-------- Data for this exercise --------
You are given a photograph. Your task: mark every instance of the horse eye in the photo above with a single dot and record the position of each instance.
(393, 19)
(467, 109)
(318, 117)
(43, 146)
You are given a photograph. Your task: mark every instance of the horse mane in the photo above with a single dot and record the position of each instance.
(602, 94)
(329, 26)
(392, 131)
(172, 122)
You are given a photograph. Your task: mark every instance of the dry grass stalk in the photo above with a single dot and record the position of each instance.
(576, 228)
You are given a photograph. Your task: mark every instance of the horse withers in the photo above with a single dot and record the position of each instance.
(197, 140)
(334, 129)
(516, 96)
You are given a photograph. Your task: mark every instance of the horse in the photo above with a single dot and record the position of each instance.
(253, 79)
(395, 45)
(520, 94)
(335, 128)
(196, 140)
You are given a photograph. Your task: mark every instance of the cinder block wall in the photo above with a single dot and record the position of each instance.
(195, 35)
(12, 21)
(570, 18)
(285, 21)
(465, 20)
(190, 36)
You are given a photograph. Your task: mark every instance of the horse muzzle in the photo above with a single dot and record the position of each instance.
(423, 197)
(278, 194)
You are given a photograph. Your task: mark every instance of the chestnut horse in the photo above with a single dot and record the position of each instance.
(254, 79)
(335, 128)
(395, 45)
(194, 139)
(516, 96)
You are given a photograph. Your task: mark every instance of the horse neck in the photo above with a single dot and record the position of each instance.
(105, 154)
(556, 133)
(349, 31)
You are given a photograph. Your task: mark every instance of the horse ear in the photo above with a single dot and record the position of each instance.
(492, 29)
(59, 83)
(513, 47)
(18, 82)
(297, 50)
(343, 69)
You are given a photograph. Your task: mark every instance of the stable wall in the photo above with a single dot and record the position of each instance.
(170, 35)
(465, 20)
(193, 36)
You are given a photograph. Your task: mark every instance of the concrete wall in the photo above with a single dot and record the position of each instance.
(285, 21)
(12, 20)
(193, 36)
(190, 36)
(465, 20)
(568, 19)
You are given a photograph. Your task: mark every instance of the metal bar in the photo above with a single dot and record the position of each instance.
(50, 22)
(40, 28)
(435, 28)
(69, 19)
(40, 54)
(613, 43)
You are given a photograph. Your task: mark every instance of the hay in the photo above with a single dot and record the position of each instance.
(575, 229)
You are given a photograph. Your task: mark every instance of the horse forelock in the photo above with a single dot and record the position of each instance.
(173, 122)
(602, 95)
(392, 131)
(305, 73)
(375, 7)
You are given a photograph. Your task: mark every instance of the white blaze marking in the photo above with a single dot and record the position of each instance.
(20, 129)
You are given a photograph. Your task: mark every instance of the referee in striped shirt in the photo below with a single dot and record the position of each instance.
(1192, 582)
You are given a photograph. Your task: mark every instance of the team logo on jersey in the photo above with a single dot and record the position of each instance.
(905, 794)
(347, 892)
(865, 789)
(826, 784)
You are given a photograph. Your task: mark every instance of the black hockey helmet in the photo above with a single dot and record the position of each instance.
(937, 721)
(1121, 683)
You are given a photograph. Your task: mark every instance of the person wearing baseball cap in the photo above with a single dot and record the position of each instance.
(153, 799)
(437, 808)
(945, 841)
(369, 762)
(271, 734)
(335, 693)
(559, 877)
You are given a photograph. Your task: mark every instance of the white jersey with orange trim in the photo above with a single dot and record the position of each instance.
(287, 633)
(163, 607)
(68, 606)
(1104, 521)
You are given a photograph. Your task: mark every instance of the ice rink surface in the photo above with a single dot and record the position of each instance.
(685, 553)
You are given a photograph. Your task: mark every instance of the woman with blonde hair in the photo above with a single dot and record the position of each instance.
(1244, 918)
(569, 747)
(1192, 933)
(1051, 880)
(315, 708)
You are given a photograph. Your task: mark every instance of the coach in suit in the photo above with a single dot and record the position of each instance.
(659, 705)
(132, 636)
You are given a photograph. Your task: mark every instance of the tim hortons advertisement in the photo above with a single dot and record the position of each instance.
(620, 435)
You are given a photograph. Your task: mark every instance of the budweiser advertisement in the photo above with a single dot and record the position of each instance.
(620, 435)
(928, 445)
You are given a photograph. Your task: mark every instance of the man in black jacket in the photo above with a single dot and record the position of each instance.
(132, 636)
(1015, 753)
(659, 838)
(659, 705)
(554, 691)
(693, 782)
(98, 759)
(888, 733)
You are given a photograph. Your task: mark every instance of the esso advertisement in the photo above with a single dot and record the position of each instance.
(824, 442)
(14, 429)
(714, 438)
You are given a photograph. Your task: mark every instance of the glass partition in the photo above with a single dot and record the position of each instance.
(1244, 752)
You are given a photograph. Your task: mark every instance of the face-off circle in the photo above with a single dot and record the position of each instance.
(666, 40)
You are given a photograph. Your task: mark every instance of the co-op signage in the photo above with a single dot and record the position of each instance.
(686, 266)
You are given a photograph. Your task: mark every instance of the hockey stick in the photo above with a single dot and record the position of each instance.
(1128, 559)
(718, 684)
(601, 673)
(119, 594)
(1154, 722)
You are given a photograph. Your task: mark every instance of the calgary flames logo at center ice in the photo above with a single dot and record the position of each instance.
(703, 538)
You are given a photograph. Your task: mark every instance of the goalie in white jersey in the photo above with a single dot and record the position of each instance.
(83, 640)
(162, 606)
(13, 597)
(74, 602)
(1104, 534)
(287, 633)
--------
* Work instructions *
All lines from the one that contains "of the glass" through the end of the material are to be quoted exactly, with both ends included.

* Task answer *
You are given a photograph. Your task: mark every instance of the glass partition in the photo above with a single dot and record the position of each instance.
(1244, 752)
You are given a photograph. Your task: mark every instance of the face-off circle in the photo above with a single dot and record the position of each instance.
(666, 40)
You are given a photograph. Your task: mark every instance of the co-op signage in the photo above with a single dot and record the position of each instance.
(686, 266)
You are given a photograph. Your task: mark every instance of the hockey stick in the photo above with a single dot and record the position of each instance.
(1128, 559)
(718, 684)
(601, 673)
(119, 594)
(1154, 722)
You are given a photograph. Your task: mark every instance of the calgary flames logo at center ice in the photo above with a single dot and record the position of each instance.
(703, 538)
You are given a photograph. Your task: mark every instance of the goalie in white jersey in the photo above with a single dot and record the position of each instance.
(83, 640)
(162, 606)
(13, 597)
(74, 602)
(1104, 534)
(287, 633)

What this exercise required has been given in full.